Every line of the material must be copied exactly, from the first to the last.
*** PROVIDED MATERIAL ***
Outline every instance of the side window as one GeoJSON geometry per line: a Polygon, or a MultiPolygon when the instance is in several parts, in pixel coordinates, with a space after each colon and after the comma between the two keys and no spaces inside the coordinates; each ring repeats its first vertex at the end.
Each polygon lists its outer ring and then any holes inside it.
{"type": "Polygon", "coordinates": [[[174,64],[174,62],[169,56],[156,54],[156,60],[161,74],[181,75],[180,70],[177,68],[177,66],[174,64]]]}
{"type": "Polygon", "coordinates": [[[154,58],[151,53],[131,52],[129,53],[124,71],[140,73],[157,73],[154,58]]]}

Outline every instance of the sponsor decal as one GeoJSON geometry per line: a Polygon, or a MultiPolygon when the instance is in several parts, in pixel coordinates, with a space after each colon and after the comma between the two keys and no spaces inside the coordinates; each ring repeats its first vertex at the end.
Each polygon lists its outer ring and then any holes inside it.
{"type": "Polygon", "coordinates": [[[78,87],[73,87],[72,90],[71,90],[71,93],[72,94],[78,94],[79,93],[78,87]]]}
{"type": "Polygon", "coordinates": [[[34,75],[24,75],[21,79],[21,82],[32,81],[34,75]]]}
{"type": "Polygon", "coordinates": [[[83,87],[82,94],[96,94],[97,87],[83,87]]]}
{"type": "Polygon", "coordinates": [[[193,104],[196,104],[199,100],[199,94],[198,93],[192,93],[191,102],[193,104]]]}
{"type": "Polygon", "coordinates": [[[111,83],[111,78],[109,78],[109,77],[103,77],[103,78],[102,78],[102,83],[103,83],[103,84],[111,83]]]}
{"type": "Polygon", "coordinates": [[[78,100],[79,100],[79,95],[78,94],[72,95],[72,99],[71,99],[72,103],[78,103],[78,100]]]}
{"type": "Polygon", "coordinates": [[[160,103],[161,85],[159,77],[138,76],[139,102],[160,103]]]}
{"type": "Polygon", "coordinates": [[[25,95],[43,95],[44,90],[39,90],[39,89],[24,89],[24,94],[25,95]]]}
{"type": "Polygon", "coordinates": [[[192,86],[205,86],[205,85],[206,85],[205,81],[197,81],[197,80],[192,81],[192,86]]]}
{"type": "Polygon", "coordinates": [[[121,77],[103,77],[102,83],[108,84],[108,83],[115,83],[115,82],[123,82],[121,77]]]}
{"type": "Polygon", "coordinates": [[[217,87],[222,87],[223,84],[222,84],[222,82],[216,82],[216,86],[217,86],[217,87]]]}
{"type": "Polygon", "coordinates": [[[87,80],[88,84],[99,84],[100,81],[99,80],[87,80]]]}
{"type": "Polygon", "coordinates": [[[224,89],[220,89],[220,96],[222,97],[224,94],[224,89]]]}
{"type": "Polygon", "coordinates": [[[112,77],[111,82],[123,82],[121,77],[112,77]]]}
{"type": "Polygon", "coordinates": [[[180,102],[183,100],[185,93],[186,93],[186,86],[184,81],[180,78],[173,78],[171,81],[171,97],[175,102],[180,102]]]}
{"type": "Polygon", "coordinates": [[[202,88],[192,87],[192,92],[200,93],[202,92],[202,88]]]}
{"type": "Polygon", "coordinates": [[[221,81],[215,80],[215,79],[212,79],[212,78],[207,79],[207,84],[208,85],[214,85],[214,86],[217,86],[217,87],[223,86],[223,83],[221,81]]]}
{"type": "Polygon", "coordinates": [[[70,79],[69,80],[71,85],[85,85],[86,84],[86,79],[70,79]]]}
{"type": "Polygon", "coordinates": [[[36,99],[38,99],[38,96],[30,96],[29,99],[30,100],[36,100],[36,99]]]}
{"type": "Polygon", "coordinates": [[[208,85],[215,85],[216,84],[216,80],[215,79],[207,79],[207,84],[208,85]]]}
***
ANSWER TO THE PROBLEM:
Outline every instance of the side window as one GeoJSON geometry per line: a Polygon, or a MultiPolygon when the instance is in several parts, in pixel coordinates, with a space after each colon and after the comma between the two keys and no spaces inside the coordinates; each ring repeats its first vertex at the end.
Each polygon lists its outer ring and then any holes inside it.
{"type": "Polygon", "coordinates": [[[174,64],[174,62],[169,56],[156,54],[156,60],[161,74],[181,75],[180,70],[177,68],[177,66],[174,64]]]}
{"type": "Polygon", "coordinates": [[[154,58],[151,53],[131,52],[129,53],[124,71],[140,73],[157,73],[154,58]]]}

Outline every instance of the sponsor decal as one GeoJSON geometry per line: a Polygon, or a MultiPolygon when the instance is in several parts, in pixel coordinates, with a space after each colon and after the comma between the two keys and no spaces inside the coordinates; each ring repeats its first vertex at the end.
Each polygon lists its outer ring and then any holes inside it.
{"type": "Polygon", "coordinates": [[[78,87],[73,87],[72,90],[71,90],[71,93],[72,94],[78,94],[79,93],[78,87]]]}
{"type": "Polygon", "coordinates": [[[34,75],[24,75],[21,79],[21,82],[32,81],[34,75]]]}
{"type": "Polygon", "coordinates": [[[83,87],[82,94],[96,94],[97,87],[83,87]]]}
{"type": "Polygon", "coordinates": [[[193,104],[196,104],[199,100],[199,94],[198,93],[192,93],[191,102],[193,104]]]}
{"type": "Polygon", "coordinates": [[[111,83],[111,78],[109,78],[109,77],[103,77],[103,78],[102,78],[102,83],[103,83],[103,84],[111,83]]]}
{"type": "Polygon", "coordinates": [[[78,100],[79,100],[79,95],[78,94],[72,95],[72,99],[71,99],[72,103],[78,103],[78,100]]]}
{"type": "Polygon", "coordinates": [[[160,103],[161,85],[159,77],[138,76],[139,102],[160,103]]]}
{"type": "Polygon", "coordinates": [[[25,95],[43,95],[44,90],[39,90],[39,89],[24,89],[24,94],[25,95]]]}
{"type": "Polygon", "coordinates": [[[192,86],[205,86],[205,85],[206,85],[205,81],[197,81],[197,80],[192,81],[192,86]]]}
{"type": "Polygon", "coordinates": [[[121,77],[103,77],[102,83],[108,84],[108,83],[115,83],[115,82],[123,82],[121,77]]]}
{"type": "Polygon", "coordinates": [[[217,87],[222,87],[223,84],[222,84],[222,82],[216,82],[216,86],[217,86],[217,87]]]}
{"type": "Polygon", "coordinates": [[[87,80],[88,84],[99,84],[100,81],[99,80],[87,80]]]}
{"type": "Polygon", "coordinates": [[[224,89],[220,89],[220,96],[222,97],[224,94],[224,89]]]}
{"type": "Polygon", "coordinates": [[[112,77],[111,82],[123,82],[121,77],[112,77]]]}
{"type": "Polygon", "coordinates": [[[180,102],[183,100],[185,93],[186,93],[186,86],[184,81],[180,78],[173,78],[171,81],[171,97],[175,102],[180,102]]]}
{"type": "Polygon", "coordinates": [[[202,88],[192,87],[192,92],[200,93],[202,92],[202,88]]]}
{"type": "Polygon", "coordinates": [[[221,81],[215,80],[215,79],[212,79],[212,78],[207,79],[207,84],[208,85],[214,85],[214,86],[217,86],[217,87],[223,86],[223,83],[221,81]]]}
{"type": "Polygon", "coordinates": [[[70,79],[69,80],[71,85],[85,85],[86,84],[86,79],[70,79]]]}
{"type": "Polygon", "coordinates": [[[36,99],[38,99],[38,96],[30,96],[29,99],[30,100],[36,100],[36,99]]]}
{"type": "Polygon", "coordinates": [[[208,85],[215,85],[216,84],[216,80],[215,79],[207,79],[207,84],[208,85]]]}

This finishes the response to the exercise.